WHAT IS EXPECTED => Quote the data below in full, please, without altering anything.

[Pointing and labeling entries]
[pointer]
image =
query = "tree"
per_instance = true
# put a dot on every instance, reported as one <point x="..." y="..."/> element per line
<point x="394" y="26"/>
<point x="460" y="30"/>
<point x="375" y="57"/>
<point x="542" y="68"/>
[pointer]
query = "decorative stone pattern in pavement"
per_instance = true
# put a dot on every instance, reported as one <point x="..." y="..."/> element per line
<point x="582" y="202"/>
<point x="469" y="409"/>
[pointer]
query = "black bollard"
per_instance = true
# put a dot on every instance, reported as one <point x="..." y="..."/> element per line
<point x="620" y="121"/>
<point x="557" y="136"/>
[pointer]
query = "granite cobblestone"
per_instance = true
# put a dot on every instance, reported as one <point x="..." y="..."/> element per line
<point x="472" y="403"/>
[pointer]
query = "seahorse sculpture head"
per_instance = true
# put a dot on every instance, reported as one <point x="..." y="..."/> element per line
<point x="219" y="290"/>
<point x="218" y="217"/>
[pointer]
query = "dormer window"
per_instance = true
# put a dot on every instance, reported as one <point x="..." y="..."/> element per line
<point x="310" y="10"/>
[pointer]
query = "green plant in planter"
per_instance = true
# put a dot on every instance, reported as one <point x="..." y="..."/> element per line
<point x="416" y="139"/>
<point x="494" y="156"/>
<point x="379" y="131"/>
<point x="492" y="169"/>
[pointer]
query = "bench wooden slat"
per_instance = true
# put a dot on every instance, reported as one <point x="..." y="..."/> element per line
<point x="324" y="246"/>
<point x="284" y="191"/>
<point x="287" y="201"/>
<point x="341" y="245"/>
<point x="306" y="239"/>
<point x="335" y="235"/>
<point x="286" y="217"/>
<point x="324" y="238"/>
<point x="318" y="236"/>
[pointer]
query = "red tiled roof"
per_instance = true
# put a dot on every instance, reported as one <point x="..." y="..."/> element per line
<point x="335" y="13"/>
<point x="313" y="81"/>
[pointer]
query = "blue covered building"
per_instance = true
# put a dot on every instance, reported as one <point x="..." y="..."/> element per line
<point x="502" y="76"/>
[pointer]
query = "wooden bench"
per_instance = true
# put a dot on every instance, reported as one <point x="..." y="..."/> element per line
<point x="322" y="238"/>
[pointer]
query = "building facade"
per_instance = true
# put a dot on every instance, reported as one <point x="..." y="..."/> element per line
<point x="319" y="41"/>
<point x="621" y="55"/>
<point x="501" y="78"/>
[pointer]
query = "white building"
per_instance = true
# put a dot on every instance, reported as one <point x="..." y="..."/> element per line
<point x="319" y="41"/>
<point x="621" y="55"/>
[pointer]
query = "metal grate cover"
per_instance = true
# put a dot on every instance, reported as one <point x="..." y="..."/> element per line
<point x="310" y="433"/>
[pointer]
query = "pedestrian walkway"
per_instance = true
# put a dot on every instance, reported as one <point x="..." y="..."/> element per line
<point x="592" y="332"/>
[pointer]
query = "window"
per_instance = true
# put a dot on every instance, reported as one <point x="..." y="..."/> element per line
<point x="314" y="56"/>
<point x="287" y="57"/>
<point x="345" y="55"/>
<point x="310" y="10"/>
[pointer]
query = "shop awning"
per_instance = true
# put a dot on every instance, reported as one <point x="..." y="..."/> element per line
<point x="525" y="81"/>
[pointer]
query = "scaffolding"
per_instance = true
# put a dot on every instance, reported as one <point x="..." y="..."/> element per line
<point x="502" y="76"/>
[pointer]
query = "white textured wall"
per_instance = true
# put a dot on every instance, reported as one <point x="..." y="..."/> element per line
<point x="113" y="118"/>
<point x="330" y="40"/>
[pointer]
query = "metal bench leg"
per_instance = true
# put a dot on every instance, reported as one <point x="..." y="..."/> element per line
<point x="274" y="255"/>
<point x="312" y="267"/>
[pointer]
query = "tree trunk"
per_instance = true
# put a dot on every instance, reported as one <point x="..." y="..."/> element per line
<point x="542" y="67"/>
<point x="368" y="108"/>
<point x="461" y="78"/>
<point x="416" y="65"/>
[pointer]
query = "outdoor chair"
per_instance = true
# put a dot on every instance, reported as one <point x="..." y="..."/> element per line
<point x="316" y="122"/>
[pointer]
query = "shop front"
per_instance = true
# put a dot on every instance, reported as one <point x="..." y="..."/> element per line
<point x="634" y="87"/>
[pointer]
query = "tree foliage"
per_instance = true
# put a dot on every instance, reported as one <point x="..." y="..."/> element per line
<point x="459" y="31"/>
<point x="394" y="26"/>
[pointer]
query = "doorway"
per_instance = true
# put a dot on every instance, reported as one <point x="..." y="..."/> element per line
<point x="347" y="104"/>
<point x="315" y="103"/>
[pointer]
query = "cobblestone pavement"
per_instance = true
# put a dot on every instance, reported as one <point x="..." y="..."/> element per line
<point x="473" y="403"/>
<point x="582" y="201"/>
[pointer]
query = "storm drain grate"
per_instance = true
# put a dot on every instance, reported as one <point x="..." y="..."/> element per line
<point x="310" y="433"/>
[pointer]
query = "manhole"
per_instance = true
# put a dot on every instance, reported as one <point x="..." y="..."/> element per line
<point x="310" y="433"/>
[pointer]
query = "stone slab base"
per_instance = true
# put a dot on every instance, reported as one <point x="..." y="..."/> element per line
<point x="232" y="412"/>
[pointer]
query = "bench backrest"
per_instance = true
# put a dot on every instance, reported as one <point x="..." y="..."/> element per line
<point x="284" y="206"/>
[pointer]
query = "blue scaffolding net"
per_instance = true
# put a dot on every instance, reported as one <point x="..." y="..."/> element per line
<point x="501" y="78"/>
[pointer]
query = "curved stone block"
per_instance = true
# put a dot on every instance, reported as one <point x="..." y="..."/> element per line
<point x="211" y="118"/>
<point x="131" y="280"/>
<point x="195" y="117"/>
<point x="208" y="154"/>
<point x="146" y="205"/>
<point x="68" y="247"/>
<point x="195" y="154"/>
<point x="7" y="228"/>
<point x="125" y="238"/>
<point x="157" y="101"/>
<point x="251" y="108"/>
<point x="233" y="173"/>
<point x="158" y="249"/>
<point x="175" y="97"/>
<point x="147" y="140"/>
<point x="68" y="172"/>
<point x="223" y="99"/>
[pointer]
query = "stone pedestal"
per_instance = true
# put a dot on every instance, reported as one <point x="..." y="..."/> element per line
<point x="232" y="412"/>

RESPONSE TO THE TASK =>
[pointer]
image =
query = "tree"
per_instance = true
# put a dot on every instance, reported as one <point x="..." y="..."/> element per line
<point x="394" y="26"/>
<point x="460" y="30"/>
<point x="375" y="57"/>
<point x="542" y="68"/>
[pointer]
query = "decorative stone pattern in pavement"
per_instance = true
# put a dot on every instance, reported as one <point x="..." y="..."/> element per line
<point x="582" y="202"/>
<point x="469" y="409"/>
[pointer]
query = "black bollard"
per_instance = true
# put a dot on every instance, reported as one <point x="..." y="..."/> element per line
<point x="620" y="121"/>
<point x="557" y="136"/>
[pointer]
query = "granite cobblestone"
per_instance = true
# put a dot on every instance, reported as one <point x="..." y="..."/> element per line
<point x="472" y="403"/>
[pointer]
query = "seahorse sculpture head"
per_instance = true
# put a dot on every instance, reported as one <point x="..." y="..."/> element per line
<point x="219" y="290"/>
<point x="218" y="217"/>
[pointer]
query = "dormer window"
per_instance = true
# put a dot on every instance, reported as one <point x="..." y="..."/> element per line
<point x="310" y="10"/>
[pointer]
query = "green plant in planter"
per_instance = true
# put a dot on every instance, reported as one <point x="..." y="..."/> element per line
<point x="416" y="139"/>
<point x="494" y="156"/>
<point x="379" y="131"/>
<point x="492" y="169"/>
[pointer]
query = "bench wooden slat"
per_instance = true
# put a dot on every instance, reported as one <point x="..." y="..."/> element per line
<point x="324" y="246"/>
<point x="284" y="191"/>
<point x="287" y="201"/>
<point x="341" y="245"/>
<point x="306" y="239"/>
<point x="335" y="235"/>
<point x="286" y="217"/>
<point x="324" y="238"/>
<point x="318" y="236"/>
[pointer]
query = "red tiled roof"
per_instance = true
# put a dot on every instance, reported as one <point x="..." y="..."/> element per line
<point x="335" y="13"/>
<point x="313" y="81"/>
[pointer]
query = "blue covered building"
per_instance = true
# put a dot on every instance, reported as one <point x="..." y="..."/> element per line
<point x="502" y="76"/>
[pointer]
query = "wooden bench"
per_instance = true
# put a dot on every instance, reported as one <point x="..." y="..."/> element per line
<point x="322" y="238"/>
[pointer]
query = "building facade"
per_instance = true
# put a dot on every instance, reported as one <point x="..." y="..."/> element per line
<point x="319" y="41"/>
<point x="621" y="55"/>
<point x="501" y="78"/>
[pointer]
query = "white building"
per_instance = true
# put a dot on every instance, reported as one <point x="..." y="..."/> element per line
<point x="319" y="41"/>
<point x="621" y="55"/>
[pointer]
query = "metal grate cover"
per_instance = true
# put a dot on every instance, reported as one <point x="..." y="..."/> element per line
<point x="310" y="433"/>
[pointer]
query = "pedestrian walkway"
per_instance = true
# put a dot on every instance, reported as one <point x="..." y="..."/> element per line
<point x="592" y="332"/>
[pointer]
query = "window"
per_instance = true
# put a dot on every instance, reported as one <point x="..." y="..."/> element per line
<point x="314" y="56"/>
<point x="287" y="57"/>
<point x="345" y="55"/>
<point x="310" y="10"/>
[pointer]
query = "shop awning"
per_instance = true
# put a dot on every instance, reported as one <point x="..." y="..."/> element per line
<point x="525" y="81"/>
[pointer]
query = "scaffolding"
per_instance = true
# put a dot on every instance, reported as one <point x="..." y="..."/> element per line
<point x="502" y="76"/>
[pointer]
query = "white textured wall"
per_instance = true
# put a dot on every instance, reported as one <point x="..." y="..."/> element per line
<point x="113" y="118"/>
<point x="330" y="40"/>
[pointer]
query = "metal bench leg"
per_instance = true
# put a dot on every instance, reported as one <point x="..." y="..."/> element per line
<point x="274" y="255"/>
<point x="312" y="267"/>
[pointer]
query = "tree trunk"
per_instance = true
# put a dot on every instance, reported as one <point x="..." y="..."/> element per line
<point x="542" y="67"/>
<point x="368" y="108"/>
<point x="461" y="78"/>
<point x="416" y="65"/>
[pointer]
query = "outdoor chair"
per_instance = true
# put a dot on every instance, reported as one <point x="..." y="..."/> element per line
<point x="316" y="122"/>
[pointer]
query = "shop front"
per_instance = true
# put a dot on every instance, reported as one <point x="..." y="..."/> element per line
<point x="634" y="87"/>
[pointer]
query = "tree foliage"
per_instance = true
# put a dot on every instance, reported as one <point x="..." y="..."/> element per line
<point x="459" y="31"/>
<point x="394" y="26"/>
[pointer]
query = "doorway"
per_instance = true
# put a dot on every instance, reported as one <point x="..." y="..."/> element per line
<point x="347" y="104"/>
<point x="315" y="103"/>
[pointer]
query = "cobblestone pavement"
per_instance = true
# put a dot on every instance, reported as one <point x="..." y="..."/> element per line
<point x="473" y="403"/>
<point x="582" y="201"/>
[pointer]
query = "storm drain grate"
per_instance = true
# put a dot on every instance, reported as one <point x="..." y="..."/> element per line
<point x="310" y="433"/>
[pointer]
query = "manhole"
per_instance = true
# put a dot on every instance, reported as one <point x="..." y="..."/> element per line
<point x="310" y="433"/>
[pointer]
query = "stone slab base"
per_instance = true
# put a dot on every instance, reported as one <point x="..." y="..."/> element per line
<point x="232" y="412"/>
[pointer]
query = "bench backrest"
per_instance = true
# put a dot on every instance, reported as one <point x="..." y="..."/> element per line
<point x="284" y="206"/>
[pointer]
query = "blue scaffolding net"
per_instance = true
# put a dot on every instance, reported as one <point x="..." y="..."/> element per line
<point x="501" y="78"/>
[pointer]
query = "curved stone block"
per_instance = true
# put a dot on every instance, reported as one <point x="..." y="..."/> element per line
<point x="211" y="118"/>
<point x="131" y="280"/>
<point x="195" y="117"/>
<point x="208" y="154"/>
<point x="146" y="205"/>
<point x="68" y="247"/>
<point x="195" y="154"/>
<point x="7" y="228"/>
<point x="125" y="238"/>
<point x="157" y="101"/>
<point x="251" y="108"/>
<point x="233" y="173"/>
<point x="158" y="249"/>
<point x="175" y="97"/>
<point x="147" y="140"/>
<point x="68" y="172"/>
<point x="223" y="99"/>
[pointer]
query = "stone pedestal"
per_instance = true
# put a dot on every instance, reported as one <point x="..." y="..."/> element per line
<point x="232" y="412"/>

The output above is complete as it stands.